Page text:

Stretch goal: Add memory via RAG. Store important events in a vector database and retrieve relevant history when the player revisits locations or encounters recurring characters.
Tools: Ollama or any LLM API, Python, optionally ChromaDB for memory.
This seemingly playful project teaches the exact same skills used in production AI agents: managing context windows, maintaining state, parsing structured outputs, and handling the unpredictability of generative models. Many professional AI engineers got their start building exactly this kind of system.
20.2 Personal Knowledge Base with RAG
Build a chatbot that answers questions about your documents: notes, textbooks, PDFs, code repositories. This is one of the most practically useful projects you can build, and it teaches the full RAG (Retrieval-Augmented Generation) pipeline (Lewis et al. 2020).
What you will learn: Embeddings, vector databases, chunking strategies, retrieval algorithms, context injection, and the art of balancing retrieval quality with context window limits.

(Saved entries)
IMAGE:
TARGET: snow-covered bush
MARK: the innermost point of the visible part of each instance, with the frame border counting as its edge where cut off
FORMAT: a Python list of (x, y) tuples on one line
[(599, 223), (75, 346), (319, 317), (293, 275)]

Tasks to complete:
1) List every item the page text names under "What you will learn" for the personal knowledge base project.
2) According to the page text, what tool can optionally be used for memory?

Answers in order:
1)
- Embeddings
- Vector databases
- Chunking strategies
- Retrieval algorithms
- Context injection
- Balancing retrieval quality with context window limits

2) ChromaDB